Document extract

Markets slide as panic hits fever pitch

G’day all!

Well, this has been a great example of what can happen within a week…

Suddenly now, with the AUD/USD on a slide, Billions being wiped of share markets and Superfunds (unless you have a Self-managed and invest in Real Estate!), countries in lockdown, and even sporting events being cancelled or playing at empty stadiums, I guess we all are asking, what’s next?

I certainly am not trying to play down the Virus outbreak, and the effect this will have on thousands possibly tens of thousands of lives, but I also would like to play the role of common sense a little here…

Our biggest threat is actually our response to what is happening.  If panic sets in, then we can begin to see the fabric of our societies start to unravel, even a little (fights in supermarkets over toilet paper…seriously?!)

Just looking at a couple of issues that directly affect us as investors, particularly US investors, we are watching closely the response the economic leaders are making to try and help insure our global economies do not collapse – China and the US particularly as two of the world’s largest economies.

And this is a real fear – universities and schools are closing; tourism (equates for almost 10% of global GDP) is at a standstill; factories (particularly in China) are closed, therefore no products to sell; ships and planes are almost empty; and soon, business will need to begin laying off staff or closing as well, forcing unemployment up. 

There is no point trying to sugar coat this, the impact of this will be felt globally for some time.

The question really is, what can governments and central banks actually do to reduce the impact of this?  I don’t know the answers here, but I do believe, that rate cuts are useless (nobody cares if rates are 2.5%, 1% or 0%) and stimulus packages are not going to have the same effect as they did during the GFC.

In GFC times, borders were not being close, tourism was not stopping, and trade was still occurring around the world, albeit at a slower level…

The slide in the AUD this past week, I feel has been coming for some time, certainly not this quickly mind you.  I was predicting back last year that we would hit the 0.60c range again and feel to be honest, that is about where the Aussie dollar needs to be in the global economy.  We have had it too strong for too long.

What is the impact then, on investing in US property?

Great question…

If you are already invested, then there are certainly a couple of pieces of good news here. 

One, your profits are getting better, every drop of 1% in the AUD/USD rate is an equivalent increase in profits.

Two, with the slowdown in the economy, I have already been able to pick up some great deals I probably would not have been able to get 2 months ago, properties for tens of thousands less than list prices.

On the other hand, if you are still looking to get into the market, then you certainly haven’t ‘missed the boat’ as it were…

Although it is 4-5% more expensive to purchase properties, I personally have been able to negotiate more that this off the list prices at the moment, with sellers starting to worry they will not be able to sell.

Furthermore, it means that profits then made in the US, when brought back into Oz to buy you that new Merc, are equivalently higher based on the exchange rate.

I guess the moral of the story here, is certainly don’t panic, and as for when is the best time to invest in real estate, even in the US… I would always say – NOW!

Don’t forget, we have great FX partners if you wish to discuss the dollar level or looking to send funds, best to talk to the experts, again, it is in times of volatility that there can be great opportunity

You got this!

Happy Investing all and have a great weekend!!

Given information
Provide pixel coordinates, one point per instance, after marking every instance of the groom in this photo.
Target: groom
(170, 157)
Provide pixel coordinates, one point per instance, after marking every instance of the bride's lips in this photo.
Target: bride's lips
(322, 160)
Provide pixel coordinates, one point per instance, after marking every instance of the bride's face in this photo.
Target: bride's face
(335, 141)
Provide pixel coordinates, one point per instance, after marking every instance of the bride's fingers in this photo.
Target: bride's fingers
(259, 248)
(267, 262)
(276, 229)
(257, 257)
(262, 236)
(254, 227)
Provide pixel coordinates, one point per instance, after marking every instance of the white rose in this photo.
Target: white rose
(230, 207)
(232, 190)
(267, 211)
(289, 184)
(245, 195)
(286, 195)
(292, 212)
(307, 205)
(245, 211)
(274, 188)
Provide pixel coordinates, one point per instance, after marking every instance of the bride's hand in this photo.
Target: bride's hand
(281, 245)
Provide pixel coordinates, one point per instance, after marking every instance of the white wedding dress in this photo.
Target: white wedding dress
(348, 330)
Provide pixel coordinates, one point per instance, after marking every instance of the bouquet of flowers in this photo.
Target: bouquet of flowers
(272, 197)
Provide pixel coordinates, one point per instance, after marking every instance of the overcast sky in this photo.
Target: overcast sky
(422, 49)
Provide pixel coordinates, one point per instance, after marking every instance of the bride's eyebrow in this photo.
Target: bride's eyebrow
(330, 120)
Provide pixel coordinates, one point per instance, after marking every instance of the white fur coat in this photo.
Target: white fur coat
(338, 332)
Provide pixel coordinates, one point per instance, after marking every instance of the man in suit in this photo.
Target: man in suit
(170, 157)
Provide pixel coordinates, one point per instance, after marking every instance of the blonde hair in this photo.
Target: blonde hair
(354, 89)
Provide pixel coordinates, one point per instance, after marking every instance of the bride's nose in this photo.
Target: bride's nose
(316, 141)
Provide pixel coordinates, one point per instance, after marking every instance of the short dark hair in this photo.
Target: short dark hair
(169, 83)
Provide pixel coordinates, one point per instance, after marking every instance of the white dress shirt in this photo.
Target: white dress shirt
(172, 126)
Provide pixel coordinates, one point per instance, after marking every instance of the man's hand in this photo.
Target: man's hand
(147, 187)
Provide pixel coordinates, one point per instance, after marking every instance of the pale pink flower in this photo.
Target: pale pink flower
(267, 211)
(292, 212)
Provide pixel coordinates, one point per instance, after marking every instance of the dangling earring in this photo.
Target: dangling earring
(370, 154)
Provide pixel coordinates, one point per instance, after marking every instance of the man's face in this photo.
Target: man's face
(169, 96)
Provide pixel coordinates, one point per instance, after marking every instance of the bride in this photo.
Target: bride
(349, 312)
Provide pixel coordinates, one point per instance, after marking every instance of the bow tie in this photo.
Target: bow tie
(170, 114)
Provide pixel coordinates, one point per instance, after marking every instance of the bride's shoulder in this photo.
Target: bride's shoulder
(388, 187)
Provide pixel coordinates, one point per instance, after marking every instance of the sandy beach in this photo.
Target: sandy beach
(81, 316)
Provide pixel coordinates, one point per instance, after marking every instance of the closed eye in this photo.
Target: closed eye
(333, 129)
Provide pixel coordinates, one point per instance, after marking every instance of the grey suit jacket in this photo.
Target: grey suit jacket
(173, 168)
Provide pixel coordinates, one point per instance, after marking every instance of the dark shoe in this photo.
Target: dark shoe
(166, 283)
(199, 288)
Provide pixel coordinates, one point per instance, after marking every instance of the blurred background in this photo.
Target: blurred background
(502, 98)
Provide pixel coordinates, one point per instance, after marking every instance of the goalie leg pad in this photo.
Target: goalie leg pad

Instructions to follow
Please write out the passage of the market-slide post that opens with the words containing "What is the" and closes with "increase in profits.". The lines have nothing to do with the post on the market slide.

Answer
What is the impact then, on investing in US property?

Great question…

If you are already invested, then there are certainly a couple of pieces of good news here. 

One, your profits are getting better, every drop of 1% in the AUD/USD rate is an equivalent increase in profits.